- _Directives_:
A - Print the passage on hydrofoil fabrication from "It will be appreciated" up to and including "hydrofoil structure 26.".
B - Answer these questions using the passage on hydrofoil fabrication:
(i) What arrow indicates the forward direction in which the gantry moves during cutting?
(ii) What three structural sections are assembled first when building the hydrofoil structure?
C - According to the passage on hydrofoil fabrication, why is it easier to watch and adjust the cutting torches while the gantry moves forward?

- _Extract provided_:

It will be appreciated that during this cutting operation, as the gantry 110 moves in the forward direction, indicated by the arrow 114, the cutting torches precede the gantry 110 and are thus clearly in view, so that they can be adjusted, as in the event that the plate 90 appears to have been misaligned, and so that it is generally easier to visually monitor the progress of the cutting operation.

When the skin plates 90 for both sides of a hydrofoil structure 26 have been bent and cut into the several skin parts as described above, assembly of the hydrofoil structure is performed by first assembling three separate structural sections, the nose structural section 30, the middle structural section 32, and the tail structural section 34. The structural sections 30, 32, and 34 are then fitted together to form the completed hydrofoil structure 26.

- _Location identification items_:
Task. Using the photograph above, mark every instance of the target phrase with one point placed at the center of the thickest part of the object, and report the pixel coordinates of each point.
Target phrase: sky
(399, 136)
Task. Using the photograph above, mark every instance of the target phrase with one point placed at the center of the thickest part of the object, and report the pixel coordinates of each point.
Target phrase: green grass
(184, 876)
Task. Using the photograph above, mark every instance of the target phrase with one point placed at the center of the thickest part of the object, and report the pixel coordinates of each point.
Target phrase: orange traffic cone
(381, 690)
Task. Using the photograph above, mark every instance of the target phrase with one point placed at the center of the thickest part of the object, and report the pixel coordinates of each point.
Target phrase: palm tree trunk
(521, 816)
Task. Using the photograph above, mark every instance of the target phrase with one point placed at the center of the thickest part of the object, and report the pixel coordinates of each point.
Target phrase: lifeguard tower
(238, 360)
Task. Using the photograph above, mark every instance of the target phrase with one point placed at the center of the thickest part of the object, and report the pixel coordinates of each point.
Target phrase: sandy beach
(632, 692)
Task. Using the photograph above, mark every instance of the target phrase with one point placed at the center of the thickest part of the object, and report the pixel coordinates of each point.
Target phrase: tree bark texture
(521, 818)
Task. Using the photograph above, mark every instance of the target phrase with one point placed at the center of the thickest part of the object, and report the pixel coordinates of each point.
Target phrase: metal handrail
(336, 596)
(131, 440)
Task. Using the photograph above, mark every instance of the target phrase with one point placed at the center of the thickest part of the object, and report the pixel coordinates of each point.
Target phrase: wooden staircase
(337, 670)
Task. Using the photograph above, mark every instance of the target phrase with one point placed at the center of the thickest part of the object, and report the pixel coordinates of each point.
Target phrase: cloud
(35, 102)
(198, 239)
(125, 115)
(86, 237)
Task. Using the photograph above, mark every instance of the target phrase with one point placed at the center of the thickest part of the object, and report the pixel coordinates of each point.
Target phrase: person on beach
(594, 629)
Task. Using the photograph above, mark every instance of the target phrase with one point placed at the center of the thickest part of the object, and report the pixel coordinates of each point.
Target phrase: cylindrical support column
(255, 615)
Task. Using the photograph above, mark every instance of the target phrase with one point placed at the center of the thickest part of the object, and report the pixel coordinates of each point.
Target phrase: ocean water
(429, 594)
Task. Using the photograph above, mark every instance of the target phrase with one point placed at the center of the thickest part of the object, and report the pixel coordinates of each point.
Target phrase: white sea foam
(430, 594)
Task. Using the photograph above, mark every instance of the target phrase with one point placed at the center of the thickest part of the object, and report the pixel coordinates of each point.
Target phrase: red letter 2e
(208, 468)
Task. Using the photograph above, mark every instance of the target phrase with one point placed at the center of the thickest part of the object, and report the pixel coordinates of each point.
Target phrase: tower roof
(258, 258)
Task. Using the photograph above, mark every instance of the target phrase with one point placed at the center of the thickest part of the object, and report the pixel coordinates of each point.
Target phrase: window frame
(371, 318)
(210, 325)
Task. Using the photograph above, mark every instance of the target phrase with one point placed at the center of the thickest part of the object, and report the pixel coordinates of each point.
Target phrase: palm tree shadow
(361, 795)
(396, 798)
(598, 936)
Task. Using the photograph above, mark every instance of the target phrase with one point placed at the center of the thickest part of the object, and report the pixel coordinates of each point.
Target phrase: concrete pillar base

- _Solution set_:
A -
It will be appreciated that during this cutting operation, as the gantry 110 moves in the forward direction, indicated by the arrow 114, the cutting torches precede the gantry 110 and are thus clearly in view, so that they can be adjusted, as in the event that the plate 90 appears to have been misaligned, and so that it is generally easier to visually monitor the progress of the cutting operation.

When the skin plates 90 for both sides of a hydrofoil structure 26 have been bent and cut into the several skin parts as described above, assembly of the hydrofoil structure is performed by first assembling three separate structural sections, the nose structural section 30, the middle structural section 32, and the tail structural section 34. The structural sections 30, 32, and 34 are then fitted together to form the completed hydrofoil structure 26.

B -
(i) The arrow 114.
(ii) The nose structural section 30, the middle structural section 32, and the tail structural section 34.

C - As the gantry moves forward, the cutting torches go ahead of it and stay clearly in view. This lets them be adjusted if the plate appears misaligned and makes the cutting progress easier to monitor visually.